[Items listed in a dataset]
-- Opening Marker --
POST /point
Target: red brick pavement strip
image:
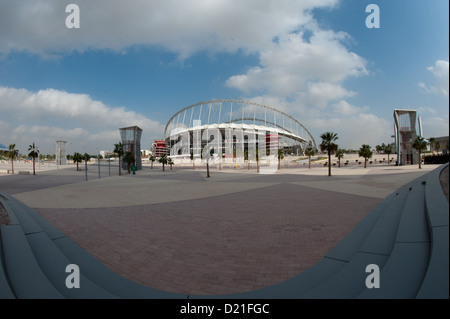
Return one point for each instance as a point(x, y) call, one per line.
point(217, 245)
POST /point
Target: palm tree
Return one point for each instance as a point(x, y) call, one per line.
point(118, 149)
point(128, 158)
point(328, 146)
point(12, 154)
point(432, 143)
point(309, 152)
point(280, 157)
point(77, 158)
point(365, 152)
point(152, 158)
point(170, 162)
point(388, 150)
point(163, 160)
point(437, 147)
point(420, 145)
point(86, 158)
point(339, 155)
point(33, 153)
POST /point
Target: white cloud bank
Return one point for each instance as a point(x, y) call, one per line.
-- Closing Marker --
* **TASK TO CARRY OUT**: If a line of the entries above holds the word "Target", count it; report only how many such lines there are.

* **ANSWER TO THE PROBLEM**: 3